# Tasks to complete
1. In the article about Alan Silver, what is the name of his blog?
2. Rewrite the part of the article about Alan Silver between "But when Alan" and "on the roof.", inclusive, putting "weather vane" in place of "windmill".

# Page text

--*--

Amateur historian Alan Silver unofficial archivest of Portland’s MLK Jr. Bouldevaby Anna Griffin, The Oregonian

Amateur historian Alan Silver unofficial archivest of Portland’s MLK Jr. Bouldevard
by Anna Griffin, The Oregonian
Saturday June 06, 2009, 6:30 AM

Michael Lloyd, The Oregonian
On his blog, MLK in Motion, Alan Silver tracks changes up and down the boulevard. His interest may come from the similarities between his adopted home and the place he grew up in, southern New Jersey. Philadelphia and Trenton, N.J., have suffered their own urban decay and struggled with their own racial tensions.
Northeast Martin Luther King Jr. Boulevard is the kind of place most people speed past, foot on the accelerator, eyes straight ahead. It’s four lanes of concrete and faded dreams, nondescript in spots, downright ugly in others, seemingly architecturally designed to be ignored.

But when Alan Silver leads the way, each block tells a story.

Way up north, near where King meets Rosa Parks, Silver points out a little green house that once was an underground music club and weekend brunch spot, operated without any permits. Farther south, at Fremont, a pretty, new, publicly funded building with plenty of vacancies marks the spot where neighbors, angry over issues of traffic, trash and the treatment of restaurant workers, once forced McDonald’s to give up its MLK beachhead. A few blocks down from that, a squat little building that does nothing to draw the eye just happens to be on the National Registry of Historic Places.

Today, it’s home to Bardy Trophy. But 75 years ago, Van De Kamp’s Holland Dutch Bakery sold coffee cakes and other pastries from the shop, and a big Dutch windmill churned on the roof.

“Wouldn’t that have been a cool thing to see every day?” asks Silver, a rumpled guy with a bike messenger bag on his back and a head full of obscure local lore. “Can’t you just see the morning rush? All those immigrants who worked down at the rail yards going in for coffee and pastries on their way down the hill to work?

“This place used to be so vibrant. Most people have no idea.”

Silver, a 38-year-old blogger and amateur historian, is perhaps the least likely tour guide for what used to be the heart of first immigrant and then black Portland. He’s a burly, sweet-natured white guy from Southern New Jersey with no background in planning or research, just an instinct for storytelling and an unusual interest in his adopted hometown’s backstory.

“I tell people it’s my hobby,” he says. “Really, if I’m honest, I’m kind of in love with the place.”

--*--

# Record list
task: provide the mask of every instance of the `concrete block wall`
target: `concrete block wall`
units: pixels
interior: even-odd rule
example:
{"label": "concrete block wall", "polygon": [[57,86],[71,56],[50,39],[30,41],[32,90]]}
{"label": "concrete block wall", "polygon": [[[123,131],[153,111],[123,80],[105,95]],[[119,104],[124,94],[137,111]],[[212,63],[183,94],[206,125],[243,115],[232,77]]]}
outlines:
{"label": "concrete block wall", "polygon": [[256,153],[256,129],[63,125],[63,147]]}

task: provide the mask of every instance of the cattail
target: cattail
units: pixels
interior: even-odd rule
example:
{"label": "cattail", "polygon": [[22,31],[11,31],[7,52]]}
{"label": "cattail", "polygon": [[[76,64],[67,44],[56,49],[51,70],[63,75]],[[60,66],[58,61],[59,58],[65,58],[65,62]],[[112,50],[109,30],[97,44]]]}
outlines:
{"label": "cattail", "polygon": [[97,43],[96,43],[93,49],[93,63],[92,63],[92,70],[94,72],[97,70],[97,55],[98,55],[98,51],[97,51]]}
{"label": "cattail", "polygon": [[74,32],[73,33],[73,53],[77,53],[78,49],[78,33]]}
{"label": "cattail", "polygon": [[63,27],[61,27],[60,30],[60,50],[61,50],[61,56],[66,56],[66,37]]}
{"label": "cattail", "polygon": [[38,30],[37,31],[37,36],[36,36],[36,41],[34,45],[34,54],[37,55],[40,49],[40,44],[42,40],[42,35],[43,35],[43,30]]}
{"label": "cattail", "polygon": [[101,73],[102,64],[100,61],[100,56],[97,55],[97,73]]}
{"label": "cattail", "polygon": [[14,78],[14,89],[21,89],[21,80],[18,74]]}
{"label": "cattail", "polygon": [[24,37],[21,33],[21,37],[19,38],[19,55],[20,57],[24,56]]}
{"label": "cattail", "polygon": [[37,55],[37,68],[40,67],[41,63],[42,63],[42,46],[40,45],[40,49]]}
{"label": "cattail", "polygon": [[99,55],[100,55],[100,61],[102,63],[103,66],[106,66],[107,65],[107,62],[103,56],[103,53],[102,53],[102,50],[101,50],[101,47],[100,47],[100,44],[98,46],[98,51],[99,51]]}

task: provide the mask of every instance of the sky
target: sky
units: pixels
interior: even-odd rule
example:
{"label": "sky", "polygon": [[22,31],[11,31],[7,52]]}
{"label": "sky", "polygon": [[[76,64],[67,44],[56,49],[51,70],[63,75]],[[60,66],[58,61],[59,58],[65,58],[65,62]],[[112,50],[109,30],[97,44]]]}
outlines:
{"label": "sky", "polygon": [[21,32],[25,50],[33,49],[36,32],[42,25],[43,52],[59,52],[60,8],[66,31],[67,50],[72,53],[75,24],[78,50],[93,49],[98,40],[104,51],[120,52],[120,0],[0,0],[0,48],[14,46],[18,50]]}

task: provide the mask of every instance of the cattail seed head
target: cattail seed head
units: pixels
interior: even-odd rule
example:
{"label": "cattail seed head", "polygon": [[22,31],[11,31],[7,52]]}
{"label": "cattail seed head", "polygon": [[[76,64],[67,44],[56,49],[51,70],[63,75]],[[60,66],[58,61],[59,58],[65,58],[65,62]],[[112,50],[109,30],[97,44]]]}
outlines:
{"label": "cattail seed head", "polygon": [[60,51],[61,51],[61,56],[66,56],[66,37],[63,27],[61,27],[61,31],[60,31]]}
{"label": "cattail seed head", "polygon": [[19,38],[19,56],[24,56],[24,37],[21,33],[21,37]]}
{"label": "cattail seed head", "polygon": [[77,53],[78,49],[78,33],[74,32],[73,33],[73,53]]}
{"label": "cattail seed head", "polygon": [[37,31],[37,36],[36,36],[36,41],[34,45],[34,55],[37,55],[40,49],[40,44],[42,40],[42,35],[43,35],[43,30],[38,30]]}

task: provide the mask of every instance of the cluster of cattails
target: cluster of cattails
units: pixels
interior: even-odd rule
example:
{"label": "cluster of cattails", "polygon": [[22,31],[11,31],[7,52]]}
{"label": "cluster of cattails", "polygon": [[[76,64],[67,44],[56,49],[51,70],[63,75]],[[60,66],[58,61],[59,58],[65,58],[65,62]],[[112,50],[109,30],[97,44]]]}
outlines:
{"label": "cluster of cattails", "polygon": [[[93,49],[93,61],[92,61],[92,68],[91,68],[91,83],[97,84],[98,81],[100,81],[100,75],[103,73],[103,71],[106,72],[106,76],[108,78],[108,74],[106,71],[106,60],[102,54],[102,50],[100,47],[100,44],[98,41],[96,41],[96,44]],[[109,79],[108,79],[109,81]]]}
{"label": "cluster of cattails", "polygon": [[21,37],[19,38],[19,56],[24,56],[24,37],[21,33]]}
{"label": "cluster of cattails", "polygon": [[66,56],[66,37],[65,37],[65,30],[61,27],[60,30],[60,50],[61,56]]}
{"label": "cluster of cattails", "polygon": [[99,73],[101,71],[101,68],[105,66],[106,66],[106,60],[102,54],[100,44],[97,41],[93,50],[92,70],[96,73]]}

--*--

# Full solutions
1. MLK in Motion

2.
But when Alan Silver leads the way, each block tells a story.

Way up north, near where King meets Rosa Parks, Silver points out a little green house that once was an underground music club and weekend brunch spot, operated without any permits. Farther south, at Fremont, a pretty, new, publicly funded building with plenty of vacancies marks the spot where neighbors, angry over issues of traffic, trash and the treatment of restaurant workers, once forced McDonald’s to give up its MLK beachhead. A few blocks down from that, a squat little building that does nothing to draw the eye just happens to be on the National Registry of Historic Places.

Today, it’s home to Bardy Trophy. But 75 years ago, Van De Kamp’s Holland Dutch Bakery sold coffee cakes and other pastries from the shop, and a big Dutch weather vane churned on the roof.